* [Job]: Select every line of the lines below that contains the string "dark", and copy each one out. Case counts.

------------------------------------------------

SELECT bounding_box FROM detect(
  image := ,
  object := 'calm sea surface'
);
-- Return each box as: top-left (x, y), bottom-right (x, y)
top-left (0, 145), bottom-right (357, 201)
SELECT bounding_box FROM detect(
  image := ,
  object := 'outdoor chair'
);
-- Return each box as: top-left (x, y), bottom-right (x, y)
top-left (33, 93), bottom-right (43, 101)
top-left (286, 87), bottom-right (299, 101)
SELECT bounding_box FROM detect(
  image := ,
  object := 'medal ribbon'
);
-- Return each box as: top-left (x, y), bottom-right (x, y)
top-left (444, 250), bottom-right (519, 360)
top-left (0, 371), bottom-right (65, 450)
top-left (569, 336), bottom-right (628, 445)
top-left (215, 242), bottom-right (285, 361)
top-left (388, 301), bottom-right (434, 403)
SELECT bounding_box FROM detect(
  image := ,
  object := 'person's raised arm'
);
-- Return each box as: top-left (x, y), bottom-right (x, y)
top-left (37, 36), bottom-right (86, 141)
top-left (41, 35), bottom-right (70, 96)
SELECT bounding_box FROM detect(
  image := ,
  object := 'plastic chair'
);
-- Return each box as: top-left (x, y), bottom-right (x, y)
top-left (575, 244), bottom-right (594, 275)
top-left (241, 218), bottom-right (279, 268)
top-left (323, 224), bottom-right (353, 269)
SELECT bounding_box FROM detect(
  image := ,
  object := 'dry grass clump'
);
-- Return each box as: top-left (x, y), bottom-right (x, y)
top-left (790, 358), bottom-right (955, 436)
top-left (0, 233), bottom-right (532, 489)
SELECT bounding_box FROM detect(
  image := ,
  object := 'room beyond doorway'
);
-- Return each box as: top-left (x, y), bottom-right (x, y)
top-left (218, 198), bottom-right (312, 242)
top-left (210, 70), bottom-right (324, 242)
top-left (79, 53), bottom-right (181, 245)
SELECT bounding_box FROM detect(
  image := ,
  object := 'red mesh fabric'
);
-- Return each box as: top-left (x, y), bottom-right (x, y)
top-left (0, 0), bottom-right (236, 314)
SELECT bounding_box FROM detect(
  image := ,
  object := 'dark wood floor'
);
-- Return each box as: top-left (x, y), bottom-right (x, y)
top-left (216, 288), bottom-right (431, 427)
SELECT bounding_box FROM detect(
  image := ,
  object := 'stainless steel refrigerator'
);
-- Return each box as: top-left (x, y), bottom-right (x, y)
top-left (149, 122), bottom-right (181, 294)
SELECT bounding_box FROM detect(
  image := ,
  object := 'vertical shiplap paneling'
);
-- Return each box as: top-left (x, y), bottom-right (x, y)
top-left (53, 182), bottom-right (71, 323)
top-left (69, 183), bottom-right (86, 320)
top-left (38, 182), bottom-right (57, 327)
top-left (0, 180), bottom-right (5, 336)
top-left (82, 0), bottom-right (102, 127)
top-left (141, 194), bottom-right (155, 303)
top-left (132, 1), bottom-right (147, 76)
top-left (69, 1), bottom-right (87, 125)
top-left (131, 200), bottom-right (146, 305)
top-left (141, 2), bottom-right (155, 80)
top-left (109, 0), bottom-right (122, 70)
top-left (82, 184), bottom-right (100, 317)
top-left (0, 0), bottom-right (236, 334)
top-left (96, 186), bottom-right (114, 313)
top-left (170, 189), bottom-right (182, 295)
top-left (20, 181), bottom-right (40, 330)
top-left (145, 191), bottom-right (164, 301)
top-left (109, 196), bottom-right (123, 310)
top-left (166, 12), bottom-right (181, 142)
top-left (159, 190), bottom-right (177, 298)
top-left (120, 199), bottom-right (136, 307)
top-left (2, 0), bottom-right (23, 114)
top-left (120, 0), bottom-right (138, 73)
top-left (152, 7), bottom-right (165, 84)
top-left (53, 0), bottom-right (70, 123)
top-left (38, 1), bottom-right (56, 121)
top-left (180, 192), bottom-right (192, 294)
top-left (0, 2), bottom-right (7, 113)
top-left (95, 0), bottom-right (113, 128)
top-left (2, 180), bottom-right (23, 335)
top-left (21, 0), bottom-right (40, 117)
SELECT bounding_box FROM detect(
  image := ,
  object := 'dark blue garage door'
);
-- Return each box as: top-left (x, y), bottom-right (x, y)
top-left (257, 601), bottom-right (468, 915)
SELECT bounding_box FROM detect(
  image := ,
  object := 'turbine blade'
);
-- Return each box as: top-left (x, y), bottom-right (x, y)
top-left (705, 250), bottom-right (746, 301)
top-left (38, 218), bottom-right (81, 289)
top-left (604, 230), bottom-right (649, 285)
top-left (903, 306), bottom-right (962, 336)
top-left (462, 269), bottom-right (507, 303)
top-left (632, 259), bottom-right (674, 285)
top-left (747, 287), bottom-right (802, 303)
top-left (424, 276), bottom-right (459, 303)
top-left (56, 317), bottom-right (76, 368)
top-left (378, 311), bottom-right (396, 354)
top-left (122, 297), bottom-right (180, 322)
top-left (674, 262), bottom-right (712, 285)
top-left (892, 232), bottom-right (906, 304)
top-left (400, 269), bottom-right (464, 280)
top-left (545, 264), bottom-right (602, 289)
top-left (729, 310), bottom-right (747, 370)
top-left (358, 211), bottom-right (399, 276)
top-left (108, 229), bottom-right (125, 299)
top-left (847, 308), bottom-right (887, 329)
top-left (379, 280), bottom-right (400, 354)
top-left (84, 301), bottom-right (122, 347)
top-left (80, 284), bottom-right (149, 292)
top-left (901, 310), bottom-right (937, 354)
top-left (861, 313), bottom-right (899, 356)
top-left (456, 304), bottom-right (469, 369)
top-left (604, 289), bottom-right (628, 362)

------------------------------------------------

* [The response]:
  object := 'dark wood floor'
  object := 'dark blue garage door'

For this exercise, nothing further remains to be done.